Every entry must be output exactly as it is written.

---

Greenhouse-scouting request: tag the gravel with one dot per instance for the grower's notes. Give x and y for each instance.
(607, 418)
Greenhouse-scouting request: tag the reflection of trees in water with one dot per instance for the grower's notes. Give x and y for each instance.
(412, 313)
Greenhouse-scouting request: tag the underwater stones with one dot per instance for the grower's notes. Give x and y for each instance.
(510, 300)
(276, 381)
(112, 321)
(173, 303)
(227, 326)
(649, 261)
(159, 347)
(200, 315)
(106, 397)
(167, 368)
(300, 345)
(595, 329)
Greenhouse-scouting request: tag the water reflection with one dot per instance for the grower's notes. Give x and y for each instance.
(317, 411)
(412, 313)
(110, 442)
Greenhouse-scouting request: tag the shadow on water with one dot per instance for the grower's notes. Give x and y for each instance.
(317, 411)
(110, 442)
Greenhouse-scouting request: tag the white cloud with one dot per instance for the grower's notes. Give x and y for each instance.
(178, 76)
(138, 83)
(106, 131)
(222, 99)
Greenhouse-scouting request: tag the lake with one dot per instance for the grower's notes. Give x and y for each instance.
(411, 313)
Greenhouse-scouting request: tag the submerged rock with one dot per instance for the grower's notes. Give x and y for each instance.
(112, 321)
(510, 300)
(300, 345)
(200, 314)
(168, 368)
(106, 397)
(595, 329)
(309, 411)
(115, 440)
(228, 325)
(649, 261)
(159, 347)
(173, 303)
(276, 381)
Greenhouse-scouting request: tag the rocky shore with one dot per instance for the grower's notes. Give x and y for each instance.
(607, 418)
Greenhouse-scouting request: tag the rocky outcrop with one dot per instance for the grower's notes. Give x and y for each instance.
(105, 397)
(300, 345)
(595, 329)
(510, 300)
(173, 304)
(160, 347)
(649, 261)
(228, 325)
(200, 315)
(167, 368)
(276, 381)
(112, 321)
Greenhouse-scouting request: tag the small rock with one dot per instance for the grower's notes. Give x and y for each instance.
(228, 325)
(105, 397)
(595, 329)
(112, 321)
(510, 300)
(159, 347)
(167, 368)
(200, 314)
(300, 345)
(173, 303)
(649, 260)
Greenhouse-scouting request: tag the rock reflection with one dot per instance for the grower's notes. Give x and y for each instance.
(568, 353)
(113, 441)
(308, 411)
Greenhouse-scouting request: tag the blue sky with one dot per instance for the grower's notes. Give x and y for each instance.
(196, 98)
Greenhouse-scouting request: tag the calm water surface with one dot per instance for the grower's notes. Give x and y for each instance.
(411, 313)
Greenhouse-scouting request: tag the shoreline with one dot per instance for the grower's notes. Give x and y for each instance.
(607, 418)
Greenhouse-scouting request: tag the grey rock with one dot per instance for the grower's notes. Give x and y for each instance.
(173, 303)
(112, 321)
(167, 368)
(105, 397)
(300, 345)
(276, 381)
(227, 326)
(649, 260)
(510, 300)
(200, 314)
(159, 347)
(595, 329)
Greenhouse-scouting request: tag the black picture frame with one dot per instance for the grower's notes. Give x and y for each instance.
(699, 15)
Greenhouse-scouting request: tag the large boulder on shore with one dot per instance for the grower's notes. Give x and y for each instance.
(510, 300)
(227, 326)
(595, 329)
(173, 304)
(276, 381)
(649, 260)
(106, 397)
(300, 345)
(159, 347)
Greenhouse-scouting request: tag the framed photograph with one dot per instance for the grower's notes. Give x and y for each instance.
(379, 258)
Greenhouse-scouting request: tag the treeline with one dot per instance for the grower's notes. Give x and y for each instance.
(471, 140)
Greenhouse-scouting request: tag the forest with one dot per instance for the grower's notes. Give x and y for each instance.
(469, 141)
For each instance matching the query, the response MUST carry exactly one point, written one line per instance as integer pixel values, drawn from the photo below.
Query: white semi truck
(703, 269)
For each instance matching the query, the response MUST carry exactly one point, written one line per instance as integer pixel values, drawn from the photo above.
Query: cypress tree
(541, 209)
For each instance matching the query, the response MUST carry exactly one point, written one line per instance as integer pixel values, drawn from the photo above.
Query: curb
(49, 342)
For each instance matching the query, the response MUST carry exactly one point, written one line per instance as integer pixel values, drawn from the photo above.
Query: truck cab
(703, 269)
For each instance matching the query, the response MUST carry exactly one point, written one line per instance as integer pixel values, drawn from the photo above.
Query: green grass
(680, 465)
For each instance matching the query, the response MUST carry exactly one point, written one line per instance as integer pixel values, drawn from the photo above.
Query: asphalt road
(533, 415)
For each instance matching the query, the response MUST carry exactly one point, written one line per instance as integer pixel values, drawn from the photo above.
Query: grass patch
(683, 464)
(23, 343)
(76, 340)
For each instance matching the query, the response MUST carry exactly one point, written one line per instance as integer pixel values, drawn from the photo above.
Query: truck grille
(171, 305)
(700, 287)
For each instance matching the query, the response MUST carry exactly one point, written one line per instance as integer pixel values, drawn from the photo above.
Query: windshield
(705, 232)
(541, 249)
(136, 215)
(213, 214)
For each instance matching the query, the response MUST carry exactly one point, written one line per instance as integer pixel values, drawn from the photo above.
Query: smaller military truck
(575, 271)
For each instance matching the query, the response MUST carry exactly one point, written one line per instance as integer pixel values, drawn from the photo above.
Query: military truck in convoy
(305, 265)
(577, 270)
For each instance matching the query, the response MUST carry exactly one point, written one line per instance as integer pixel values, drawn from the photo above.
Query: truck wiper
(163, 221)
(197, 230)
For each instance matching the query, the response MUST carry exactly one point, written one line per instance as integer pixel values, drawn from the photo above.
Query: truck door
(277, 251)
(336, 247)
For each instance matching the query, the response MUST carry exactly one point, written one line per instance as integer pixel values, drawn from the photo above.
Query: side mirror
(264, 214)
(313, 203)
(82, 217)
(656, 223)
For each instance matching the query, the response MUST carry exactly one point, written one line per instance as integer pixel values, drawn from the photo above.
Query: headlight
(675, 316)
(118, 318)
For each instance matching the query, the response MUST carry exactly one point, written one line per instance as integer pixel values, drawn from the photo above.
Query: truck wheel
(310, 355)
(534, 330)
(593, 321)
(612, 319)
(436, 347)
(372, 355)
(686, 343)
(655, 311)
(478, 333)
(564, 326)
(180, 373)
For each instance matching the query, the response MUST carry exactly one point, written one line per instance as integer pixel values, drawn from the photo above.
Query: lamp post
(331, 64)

---

◆ Solution to this exercise
Greenhouse-scouting request: tag the gravel with one dot per instance for the grower's notes. Give x and y for each instance.
(607, 418)
Greenhouse-scouting request: tag the reflection of trees in water with one dot per instance for the grower's notes. Give x and y for each instance.
(412, 313)
Greenhouse-scouting request: tag the underwater stones with one dot per instance for the grower's notes. Give x and y for each instance.
(510, 300)
(276, 381)
(112, 321)
(173, 303)
(227, 326)
(649, 261)
(159, 347)
(200, 315)
(106, 397)
(167, 368)
(300, 345)
(595, 329)
Greenhouse-scouting request: tag the water reflection with one dot per instance for the grower's notes. Give x and y for each instance.
(317, 411)
(412, 313)
(110, 442)
Greenhouse-scouting request: tag the shadow on water with one dot per instance for the grower's notes. Give x and y for each instance.
(317, 411)
(110, 442)
Greenhouse-scouting request: tag the white cloud with one dot per instance for the grower's notes. Give x and y for each instance.
(178, 76)
(138, 83)
(106, 131)
(222, 99)
Greenhouse-scouting request: tag the lake with one dot per instance for the grower's notes. Give x and y for each instance.
(411, 313)
Greenhouse-scouting request: tag the submerged rock with one dot per instance for the grower's notes. Give x and y for each instance.
(112, 321)
(510, 300)
(300, 345)
(200, 314)
(168, 368)
(106, 397)
(595, 329)
(309, 411)
(115, 440)
(228, 325)
(649, 261)
(159, 347)
(173, 303)
(276, 381)
Greenhouse-scouting request: tag the rocky shore with one dot per instance for the grower's notes. Give x and y for each instance.
(607, 418)
Greenhouse-scouting request: tag the rocky outcrop with one dot per instance for the grower's notes. Give x and y for each instance.
(105, 397)
(300, 345)
(595, 329)
(510, 300)
(173, 304)
(160, 347)
(649, 261)
(228, 325)
(200, 315)
(167, 368)
(276, 381)
(112, 321)
Greenhouse-scouting request: tag the small rock with one dot per instance for the grower's notes. Give x and y for each instance.
(228, 325)
(105, 397)
(595, 329)
(112, 321)
(510, 300)
(159, 347)
(167, 368)
(200, 314)
(300, 345)
(173, 303)
(649, 260)
Greenhouse-scouting request: tag the rock reflection with one dot per instance for the grower's notes. Give x and y for each instance.
(568, 353)
(113, 441)
(308, 411)
Greenhouse-scouting request: tag the blue sky with one dot per instance for the grower's notes. Give x and y for each instance.
(196, 98)
Greenhouse-scouting request: tag the calm water surface with one dot per instance for the grower's notes. Give x and y for each instance.
(411, 313)
Greenhouse-scouting request: tag the shoreline with one dot per instance for the grower's notes. Give x and y for each instance.
(607, 418)
Greenhouse-scouting request: tag the grey rock with one dot per instance for the grower's notes. Give x and y for each instance.
(173, 303)
(112, 321)
(167, 368)
(105, 397)
(300, 345)
(276, 381)
(227, 326)
(649, 260)
(510, 300)
(200, 314)
(159, 347)
(595, 329)
Greenhouse-scouting request: tag the black picture frame with one dot per instance for the grower's notes. Give x and y for each instance.
(699, 15)
Greenhouse-scouting request: tag the large boulder on shore with one dot per instance for the grower's notes. Give x and y for each instance.
(510, 300)
(227, 326)
(595, 329)
(173, 304)
(276, 381)
(649, 260)
(106, 397)
(300, 345)
(159, 347)
Greenhouse-scouting request: tag the framed photograph with one dot per instance for the grower's notes. Give x and y for each instance.
(379, 258)
Greenhouse-scouting request: tag the treeline with one dot per instance for the grower's notes. Give x and y for each instance.
(471, 140)
Greenhouse-scouting request: tag the forest with one dot per instance for the grower's notes. Give x and y for each instance.
(469, 141)
For each instance matching the query, the response MUST carry exactly one point, written one line per instance as integer pixel values, drawn from the photo below.
Query: white semi truck
(703, 269)
For each instance matching the query, the response MUST carry exactly one point, written one line per instance as integer pixel values, drawn from the photo above.
Query: cypress tree
(541, 209)
For each instance matching the query, the response MUST carry exactly one point, written one line per instance as integer pixel values, drawn from the photo above.
Query: curb
(49, 342)
For each instance matching the query, the response MUST carry exactly one point, written one line per instance as integer pixel values, drawn from the photo above.
Query: truck cab
(703, 269)
For each instance matching the query, the response MUST carry exactly one point, written one line per instance as integer pixel values, drawn from the photo above.
Query: green grass
(680, 465)
For each instance matching the query, the response MUST carry exactly one point, written one line per instance as integer pixel values, drawn from the photo above.
Query: asphalt road
(533, 415)
For each instance matching the query, the response MUST carry exactly one point, written one line per instance as integer pixel values, drawn from the photo above.
Query: grass patch
(683, 464)
(23, 343)
(76, 340)
For each instance matching the query, the response MUST carry exactly one point, written one line per instance as integer pixel values, drawn from the photo above.
Query: truck grille
(171, 305)
(700, 287)
For each instance matching the query, the response MUST carry exactly one point, written one line per instance as integer pixel values, drawn from the photo above.
Query: windshield
(705, 232)
(541, 249)
(136, 215)
(213, 214)
For each instance matching the query, the response MUST carry exactly one point, written one line per instance as integer pixel values, drawn from the photo above.
Query: smaller military truck
(575, 271)
For each instance matching the query, the response MUST carry exactly one point, written one line per instance as integer pixel values, drawn from the photo above.
Query: military truck in convoy
(305, 265)
(577, 270)
For each instance matching the query, the response MUST carry exactly one point, written one line per instance as integer pixel values, drawn from the photo above.
Query: truck wiper
(163, 221)
(197, 230)
For each instance matching the query, the response MUST carry exactly one point, written one line per instance as integer pixel values, drawn from the photo above.
Query: truck door
(277, 251)
(336, 247)
For each instance matching the query, the response MUST carry exactly one point, written one line per instance as integer pixel values, drawn from the photo above.
Query: side mirror
(264, 214)
(313, 203)
(82, 217)
(656, 223)
For each instance matching the query, the response MUST carry exactly one point, written one line per instance as integer pixel values, drawn from the photo above.
Query: headlight
(675, 316)
(118, 318)
For each instance matching the query, the response MUST carry exactly one point, written one line per instance as integer pixel values, drawn from the photo above.
Query: truck wheel
(310, 355)
(534, 330)
(593, 321)
(612, 319)
(436, 347)
(372, 355)
(686, 343)
(655, 311)
(478, 333)
(564, 326)
(180, 373)
For each instance matching the query, the response MUST carry exactly one point, written one line per instance as integer pixel values, drawn from the photo above.
Query: lamp post
(331, 64)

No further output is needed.